▶ Task prompt
Rewrite the entries below, replacing "instance masks" with "object masks" and leaving everything else unchanged.

▶ Dataset records
-.-.-
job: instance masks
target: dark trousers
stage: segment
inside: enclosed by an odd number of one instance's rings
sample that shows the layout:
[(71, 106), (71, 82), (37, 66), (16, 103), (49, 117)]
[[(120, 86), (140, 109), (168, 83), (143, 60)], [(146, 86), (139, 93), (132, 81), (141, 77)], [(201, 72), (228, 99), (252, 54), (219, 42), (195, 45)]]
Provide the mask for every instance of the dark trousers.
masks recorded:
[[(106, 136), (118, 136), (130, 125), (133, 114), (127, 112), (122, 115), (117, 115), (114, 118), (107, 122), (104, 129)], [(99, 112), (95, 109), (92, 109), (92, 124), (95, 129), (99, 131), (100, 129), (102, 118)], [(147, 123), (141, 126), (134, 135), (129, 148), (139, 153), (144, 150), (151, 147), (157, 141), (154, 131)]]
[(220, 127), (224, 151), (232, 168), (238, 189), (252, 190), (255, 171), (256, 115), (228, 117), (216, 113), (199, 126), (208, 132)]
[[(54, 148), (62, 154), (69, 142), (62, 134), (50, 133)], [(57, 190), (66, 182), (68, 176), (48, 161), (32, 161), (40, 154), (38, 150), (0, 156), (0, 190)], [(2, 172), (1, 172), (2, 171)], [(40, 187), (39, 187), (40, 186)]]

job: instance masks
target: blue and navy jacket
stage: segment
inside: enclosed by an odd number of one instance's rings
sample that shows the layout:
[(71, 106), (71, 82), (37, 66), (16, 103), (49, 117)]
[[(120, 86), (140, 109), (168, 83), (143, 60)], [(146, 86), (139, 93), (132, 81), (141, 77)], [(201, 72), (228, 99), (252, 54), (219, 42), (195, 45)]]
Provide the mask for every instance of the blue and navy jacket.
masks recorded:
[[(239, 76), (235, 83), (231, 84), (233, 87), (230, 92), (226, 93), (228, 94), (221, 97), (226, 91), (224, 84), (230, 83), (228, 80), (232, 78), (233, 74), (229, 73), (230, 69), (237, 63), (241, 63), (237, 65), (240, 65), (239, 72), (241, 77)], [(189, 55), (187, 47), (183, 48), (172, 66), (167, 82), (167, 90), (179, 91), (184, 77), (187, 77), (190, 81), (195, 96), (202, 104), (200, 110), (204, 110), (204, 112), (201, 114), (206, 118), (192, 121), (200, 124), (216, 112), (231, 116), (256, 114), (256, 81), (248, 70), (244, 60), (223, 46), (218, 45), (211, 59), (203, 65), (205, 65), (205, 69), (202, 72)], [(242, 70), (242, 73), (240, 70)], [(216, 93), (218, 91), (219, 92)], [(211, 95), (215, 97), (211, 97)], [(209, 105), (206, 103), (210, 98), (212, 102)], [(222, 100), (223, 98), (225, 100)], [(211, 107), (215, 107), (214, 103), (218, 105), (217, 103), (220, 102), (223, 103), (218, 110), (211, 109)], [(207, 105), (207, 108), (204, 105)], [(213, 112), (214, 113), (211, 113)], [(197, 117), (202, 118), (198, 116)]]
-.-.-
▶ The response
job: object masks
target: dark trousers
stage: segment
inside: enclosed by an odd number of one instance's rings
sample that shows the layout:
[(71, 106), (71, 82), (37, 66), (16, 103), (49, 117)]
[[(120, 86), (140, 109), (168, 83), (143, 60)], [(146, 86), (139, 93), (132, 81), (141, 77)], [(201, 72), (228, 99), (252, 54), (219, 42), (195, 45)]]
Provide the mask for every instance of the dark trousers.
masks recorded:
[[(106, 136), (118, 136), (130, 125), (133, 114), (127, 112), (122, 115), (117, 115), (114, 118), (107, 122), (104, 129)], [(99, 112), (95, 109), (92, 109), (92, 124), (95, 129), (99, 131), (100, 129), (102, 118)], [(147, 123), (141, 126), (134, 135), (129, 148), (139, 153), (144, 150), (151, 147), (157, 141), (154, 131)]]
[(220, 127), (224, 151), (232, 168), (238, 189), (252, 190), (255, 171), (256, 115), (228, 117), (216, 113), (199, 126), (208, 132)]
[[(54, 148), (62, 154), (69, 142), (62, 134), (50, 133)], [(57, 190), (66, 182), (68, 176), (48, 161), (32, 161), (40, 154), (38, 150), (0, 156), (0, 190)], [(2, 172), (1, 172), (2, 171)], [(40, 187), (39, 187), (40, 186)]]

job: object masks
target: blue and navy jacket
stage: segment
inside: enclosed by an odd number of one instance's rings
sample that shows the layout:
[(71, 106), (71, 82), (37, 66), (16, 103), (49, 117)]
[[(120, 86), (140, 109), (168, 83), (143, 60)], [(146, 86), (139, 93), (132, 81), (141, 77)], [(201, 72), (228, 99), (252, 54), (219, 42), (195, 45)]]
Provide the mask for every instance of the blue and navy jacket.
masks recorded:
[[(239, 76), (235, 83), (231, 84), (233, 87), (230, 92), (226, 93), (228, 94), (221, 97), (226, 91), (224, 84), (230, 83), (228, 80), (232, 78), (233, 74), (229, 73), (230, 69), (237, 63), (241, 63), (237, 65), (240, 65), (239, 72), (241, 77)], [(189, 55), (187, 47), (183, 48), (172, 66), (167, 82), (167, 90), (179, 91), (184, 77), (187, 77), (190, 81), (195, 96), (202, 104), (200, 110), (204, 110), (204, 112), (201, 114), (206, 118), (192, 121), (200, 124), (216, 112), (231, 116), (256, 114), (256, 81), (248, 70), (244, 60), (223, 46), (218, 45), (211, 59), (203, 65), (205, 65), (205, 69), (202, 72)], [(242, 70), (242, 73), (240, 70)], [(216, 93), (218, 91), (219, 92)], [(211, 95), (215, 97), (211, 97)], [(209, 105), (206, 103), (210, 98), (212, 102)], [(222, 100), (223, 98), (225, 100)], [(211, 107), (215, 107), (214, 103), (218, 105), (217, 103), (220, 102), (223, 103), (218, 110), (211, 109)], [(207, 105), (207, 108), (204, 105)], [(213, 112), (214, 113), (211, 113)], [(197, 117), (202, 118), (198, 116)]]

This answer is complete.